(Description of the task) Write the data out again exactly and in full.

:: Records shown ::

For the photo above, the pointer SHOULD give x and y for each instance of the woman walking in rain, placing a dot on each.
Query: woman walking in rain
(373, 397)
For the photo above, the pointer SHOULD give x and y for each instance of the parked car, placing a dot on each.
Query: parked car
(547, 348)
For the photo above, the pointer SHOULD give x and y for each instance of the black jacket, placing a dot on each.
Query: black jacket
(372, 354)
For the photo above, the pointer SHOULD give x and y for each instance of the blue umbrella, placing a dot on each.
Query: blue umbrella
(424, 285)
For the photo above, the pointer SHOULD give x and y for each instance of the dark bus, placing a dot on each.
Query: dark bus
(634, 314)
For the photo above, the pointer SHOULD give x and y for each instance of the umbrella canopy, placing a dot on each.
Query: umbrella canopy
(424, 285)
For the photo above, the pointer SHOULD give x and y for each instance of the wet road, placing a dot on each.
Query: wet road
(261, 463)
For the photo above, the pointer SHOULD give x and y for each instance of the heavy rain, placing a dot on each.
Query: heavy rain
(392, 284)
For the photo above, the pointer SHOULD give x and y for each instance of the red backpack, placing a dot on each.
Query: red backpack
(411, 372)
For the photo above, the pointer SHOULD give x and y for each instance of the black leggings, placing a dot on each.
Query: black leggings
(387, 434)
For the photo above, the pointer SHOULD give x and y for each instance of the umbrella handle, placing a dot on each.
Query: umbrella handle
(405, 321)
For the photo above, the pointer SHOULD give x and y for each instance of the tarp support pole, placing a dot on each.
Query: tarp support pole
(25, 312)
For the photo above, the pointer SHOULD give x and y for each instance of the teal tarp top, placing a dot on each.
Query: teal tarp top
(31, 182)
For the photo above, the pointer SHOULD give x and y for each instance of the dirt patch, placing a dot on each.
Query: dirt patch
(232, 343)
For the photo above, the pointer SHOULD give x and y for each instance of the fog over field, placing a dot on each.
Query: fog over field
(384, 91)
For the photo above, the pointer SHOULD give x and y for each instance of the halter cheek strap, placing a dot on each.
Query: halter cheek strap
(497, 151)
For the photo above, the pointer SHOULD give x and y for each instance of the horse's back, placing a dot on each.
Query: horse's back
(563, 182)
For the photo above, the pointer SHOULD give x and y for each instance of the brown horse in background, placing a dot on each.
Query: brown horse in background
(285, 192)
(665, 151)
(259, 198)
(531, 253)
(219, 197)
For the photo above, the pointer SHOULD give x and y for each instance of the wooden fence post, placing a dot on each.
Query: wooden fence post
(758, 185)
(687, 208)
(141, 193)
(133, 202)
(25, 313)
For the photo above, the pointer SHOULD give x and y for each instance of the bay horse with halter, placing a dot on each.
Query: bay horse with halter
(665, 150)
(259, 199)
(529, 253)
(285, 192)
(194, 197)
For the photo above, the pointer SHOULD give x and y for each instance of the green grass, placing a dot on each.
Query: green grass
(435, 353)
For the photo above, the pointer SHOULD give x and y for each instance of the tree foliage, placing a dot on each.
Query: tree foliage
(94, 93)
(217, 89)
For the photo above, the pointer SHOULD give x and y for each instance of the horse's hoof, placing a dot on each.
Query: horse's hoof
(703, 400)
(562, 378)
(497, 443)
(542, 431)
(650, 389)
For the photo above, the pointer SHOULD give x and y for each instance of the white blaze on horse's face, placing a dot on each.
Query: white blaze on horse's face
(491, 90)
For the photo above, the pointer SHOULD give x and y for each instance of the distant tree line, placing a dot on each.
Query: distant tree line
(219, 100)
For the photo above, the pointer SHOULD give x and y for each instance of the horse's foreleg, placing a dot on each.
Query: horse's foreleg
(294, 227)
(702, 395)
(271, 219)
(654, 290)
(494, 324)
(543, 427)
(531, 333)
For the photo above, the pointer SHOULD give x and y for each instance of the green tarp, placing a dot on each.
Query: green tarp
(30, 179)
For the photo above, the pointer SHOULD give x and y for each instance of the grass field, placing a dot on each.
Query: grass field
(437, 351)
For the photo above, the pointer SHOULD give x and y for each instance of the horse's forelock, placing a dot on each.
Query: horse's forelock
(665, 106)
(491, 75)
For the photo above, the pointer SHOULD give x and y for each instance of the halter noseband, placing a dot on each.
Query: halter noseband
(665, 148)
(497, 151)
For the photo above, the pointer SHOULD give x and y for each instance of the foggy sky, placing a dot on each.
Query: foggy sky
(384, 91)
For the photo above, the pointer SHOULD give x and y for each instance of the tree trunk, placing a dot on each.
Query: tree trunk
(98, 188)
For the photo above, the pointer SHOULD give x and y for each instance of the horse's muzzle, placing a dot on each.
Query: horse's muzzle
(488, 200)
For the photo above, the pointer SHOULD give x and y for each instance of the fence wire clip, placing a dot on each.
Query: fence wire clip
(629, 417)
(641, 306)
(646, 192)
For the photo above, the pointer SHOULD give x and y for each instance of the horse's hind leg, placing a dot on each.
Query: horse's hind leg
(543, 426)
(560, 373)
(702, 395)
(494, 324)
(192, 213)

:::

(Solved problem)
For the photo above, the pointer SHOULD give x and y for each instance of the woman walking in rain, placing a dot on each.
Query: woman walking in rain
(373, 397)
For the photo above, the pointer SHOULD give x and y for each instance of the parked car, placing a dot on each.
Query: parked car
(547, 348)
For the photo above, the pointer SHOULD give x and y for each instance of the black jacket, placing a dot on each.
Query: black jacket
(372, 354)
For the photo above, the pointer SHOULD give x and y for each instance of the blue umbrella, placing a dot on each.
Query: blue umbrella
(424, 285)
For the photo above, the pointer SHOULD give x and y for each instance of the dark bus, placing a dot on each.
Query: dark bus
(634, 314)
For the photo above, the pointer SHOULD give x and y for each instance of the umbrella canopy, placing a dot on each.
Query: umbrella canopy
(424, 285)
For the photo above, the pointer SHOULD give x and y for each instance of the wet road, placing a dot on each.
Query: wet road
(261, 463)
For the photo above, the pointer SHOULD give x and y for each instance of the heavy rain, placing a dot on each.
Query: heavy rain
(392, 284)
For the photo above, the pointer SHOULD give x and y for each instance of the red backpack, placing a dot on each.
Query: red backpack
(411, 372)
For the photo above, the pointer SHOULD give x and y for each instance of the black leggings, placing a dot on each.
Query: black leggings
(387, 434)
For the photo above, the pointer SHOULD give x and y for each instance of the umbrella handle, placing a dot on each.
Query: umbrella handle
(405, 321)
For the photo above, the pointer SHOULD give x and y for each instance of the tarp support pole, placing a dot on each.
Query: tarp support pole
(25, 312)
For the photo above, the pointer SHOULD give x and y for each instance of the teal tarp top, placing a dot on each.
Query: teal tarp top
(31, 182)
For the photo above, the pointer SHOULD give x and y for each instance of the dirt patch, placing a dot on each.
Query: dirt patch
(232, 343)
For the photo above, the pointer SHOULD give x and y for each instance of the fog over field, placing a dot on each.
Query: fog over field
(384, 91)
For the photo above, the pointer SHOULD give x and y for each instance of the halter cheek strap, placing a dot on each.
Query: halter cheek strap
(497, 151)
For the photo above, the pointer SHOULD give x and y for each instance of the horse's back, placing a dot on each.
Query: horse's back
(563, 182)
For the photo above, the pointer SHOULD give x and y for each instance of the brown horse in background, placing a dot on each.
Query: brown horse in background
(285, 192)
(665, 151)
(259, 198)
(531, 253)
(219, 197)
For the photo above, the pointer SHOULD give x and y for each instance of the wooden fence post, placing a dot on each.
Query: wooden fence post
(758, 185)
(687, 208)
(141, 193)
(133, 202)
(25, 313)
For the photo above, the pointer SHOULD give x and y for each instance of the bay horse with halter, placing a dot on each.
Query: bay horse with halter
(665, 150)
(259, 199)
(529, 253)
(285, 192)
(194, 197)
For the photo above, the pointer SHOULD give x and y for each instance of the green grass, placing a dot on each.
Query: green grass
(435, 353)
For the photo above, the pointer SHOULD give x and y for each instance of the tree foliage, placing a dot on each.
Query: tree foliage
(94, 93)
(217, 89)
For the photo above, the pointer SHOULD give x and y for each instance of the horse's hoof, placing a dot on each.
Query: horse's hoof
(703, 400)
(562, 378)
(497, 443)
(542, 431)
(650, 389)
For the photo above, the pointer SHOULD give x and y for each instance of the white blaze on horse's face, placing a dot on each.
Query: white blaze on horse's face
(491, 90)
For the photo above, the pointer SHOULD give x and y for each instance of the distant tree line, placing a dot on each.
Query: distant tree line
(219, 100)
For the photo above, the pointer SHOULD give x and y for each instance of the horse's foreleg, placing a dot on each.
Query: horse's foreleg
(294, 227)
(702, 395)
(271, 219)
(654, 290)
(494, 324)
(543, 427)
(531, 333)
For the photo above, the pointer SHOULD give x and y for each instance of the green tarp, placing a dot on each.
Query: green tarp
(30, 179)
For the photo above, the pointer SHOULD give x and y for each instance of the grass field, placing a dot on each.
Query: grass field
(437, 351)
For the photo above, the pointer SHOULD give x and y for each instance of the horse's forelock, placing a dot on each.
Query: horse's forelock
(665, 106)
(491, 75)
For the photo above, the pointer SHOULD give x and y for each instance of the halter noseband, placing a dot on each.
Query: halter noseband
(665, 148)
(497, 151)
For the photo above, the pointer SHOULD give x and y for each instance of the foggy sky, placing a dot on each.
Query: foggy sky
(384, 91)
For the photo above, the pointer SHOULD give x and y for each instance of the tree trunk, placing a dot on each.
Query: tree trunk
(98, 188)
For the photo above, the pointer SHOULD give x and y for each instance of the horse's muzzle, placing a dot on each.
Query: horse's muzzle
(488, 200)
For the photo above, the pointer SHOULD give x and y for each instance of the fence wire clip, placing a dot on each.
Query: fence wire clip
(629, 417)
(641, 306)
(646, 192)
For the photo above, the pointer SHOULD give x and y for each instance of the horse's hind leg, placing a dot on each.
Query: horse's hind leg
(543, 426)
(560, 373)
(702, 395)
(494, 324)
(192, 213)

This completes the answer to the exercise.